━━━━━ 所给文章 ━━━━━

另外，这篇Paper长达48页，所以这里这会总结改进方案的基本原理以及能获取到的好处，和存在的缺点，不具体讨论细节。 Linux内核基本的Block IO处理示意图:

optimizing-io-iopath

0x02 目前存在的问题

这些问题是针对高速存储硬件而言的，对于一些较低速的硬件如HHD，可能就不是问题。

High Software Latency 高软件延时

来源：

中断，目前一般使用中断的方式通知IO相关操作的消息；
Delayed Execution，延迟执行，对HHD中的常见优化；

Low Random Throughput，低随机操作的带宽

来源：

Narrow Device I/O Interface，狭隘的设备IO接口，只留出的操作的余地很小；
Disk-Oriented Configuration，主要是面向HHD的一些设计，比如CFQ IO调度器，粗粒度的timer，预读确实高成本；

0x03 优化的基本的方法和性能相关值的度量

对于优化基本的方向就是两个：

Reducing per-request latency，减少每个请求的延时；
Amortizing per-request latency，平摊延时；

性能相关的值：

Device bandwidth，设备带宽，这个是有设备本身决定的；
Application throughput，应用带宽，应用能使用的带宽；
Hardware latency，硬件延时，这个也是由设备本身决定的；
Software latency，软件延时，从发出IO请求到得到IO请求完成通知的时间。

优化的6个基本阶段:

The optimizations are summarized in the following:
O1. using polling instead of interrupts;
O2. establishing a synchronous I/O path;
O3. dispatching discontiguous requests through an extended I/O interface;
O4. adjusting block I/O subsystem configurations to an SSD;
O5. avoiding harmful block prefetching; and
O6. using double buffering for I/O requests.

下面就是讨论了一些具体的方法，这里是从一个方法出发解决现有的问题，但方法本身也带来了额外的问题，然后提出改进策略，直到达到一个较好的结果。

0x04 SyncPath: Designing a Synchronous I/O Path

SyncPath设计为block layer的一个子系统，对应优化方法中的O1 O2。分为这些步骤处理IO请求:

预先为数据传输准备DMA缓冲区；
请求设备的互斥锁；
初始化DMA传输，然后轮询请求完全情况；
完成请求之后释放资源；
通知用户进程IO请求完成；

这里直接就绕开了现在处理方式。对于提高随机读写和顺序读以及随机的混合操作有正向的效果，对于顺序写由反向的效果。

O1 and O2 directly lead to performance improvement under several workloads. SyncPath attains a 1.58 ∼ 2.47 times improvement over SCSI INTR under the random read, the random write, and the random mixed workload.
...

━━━━━ 数据段 ━━━━━

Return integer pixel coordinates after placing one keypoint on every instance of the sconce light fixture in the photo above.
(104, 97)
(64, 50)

━━━━━

** 待完成任务 **
• 1. 请把Linux块IO优化一文中以含有“Reducing per-request latency，减少每个请求的延时；”的文字开头、以“得到IO请求完成通知的时间。”收尾的那一段原样打印出来。
• 2. 从Linux块IO优化一文最后一句之后接着写下去。

** 书面作答 **
• 1.
Reducing per-request latency，减少每个请求的延时；
Amortizing per-request latency，平摊延时；

性能相关的值：

Device bandwidth，设备带宽，这个是有设备本身决定的；
Application throughput，应用带宽，应用能使用的带宽；
Hardware latency，硬件延时，这个也是由设备本身决定的；
Software latency，软件延时，从发出IO请求到得到IO请求完成通知的时间。

• 2.
On the contrary, the sequential write throughput drops from 479MB/s to 309MB/s, reaching the random write throughput. As SyncPath cannot take advantage of an I/O scheduler to merge contiguous write requests, the sequential write workload is handled in the same way as the random write workload.

0x05 Extending Device I/O Interface

SyncPath中表现出了没有合并写请求对顺序写性能的影响。现在Scatter-gather DMA I/O是一种常见的优化方式，这里提出了一种新的device IO接口，Scatter-Scatter I/O (SSIO) Interface。用于将不连续的主机内存里面的数据写入到存储设备不连续的段里面，反之同理。这利用了SSD内部的并行特性，给合并IO请求提供了额外的机会。这种方式也要求对DMA做出一些改进。

 The DMA engine of the DRAM-based SSD is customized accordingly by using a set of descriptors for an I/O request. A request descriptor represents a single mapping of {host memory segment, storage address segment, data size}. The Block Control Table (BCT) maintains 1,024 request descriptors, implying that the block I/O subsystem can dispatch up to 1,024 I/O requests at a time through the SSIO interface.

0x06 STM: Synchronously Merging Discontiguous I/O Requests

SSIO利用的是SSD的性能特点，不同于现在的Spatial Merge在空间的局部性上做合并操作，SSIO是在在时间上的局部性做合并的操作。这里就定义了Temporal Merge，即在一个时间窗口内的操作被合并到一起。利用这个特点，这里就实现了Synchronous Temporal Merge。

Figure 7 depicts the difference between Spatial Merge and Temporal Merge. When 5 contiguous and 3 discontiguous I/O requests enter the block I/O subsystem, Spatial Merge would combine them into one large I/O request and three small I/O requests, while Temporal Merge would build one I/O request with 8 request descriptors.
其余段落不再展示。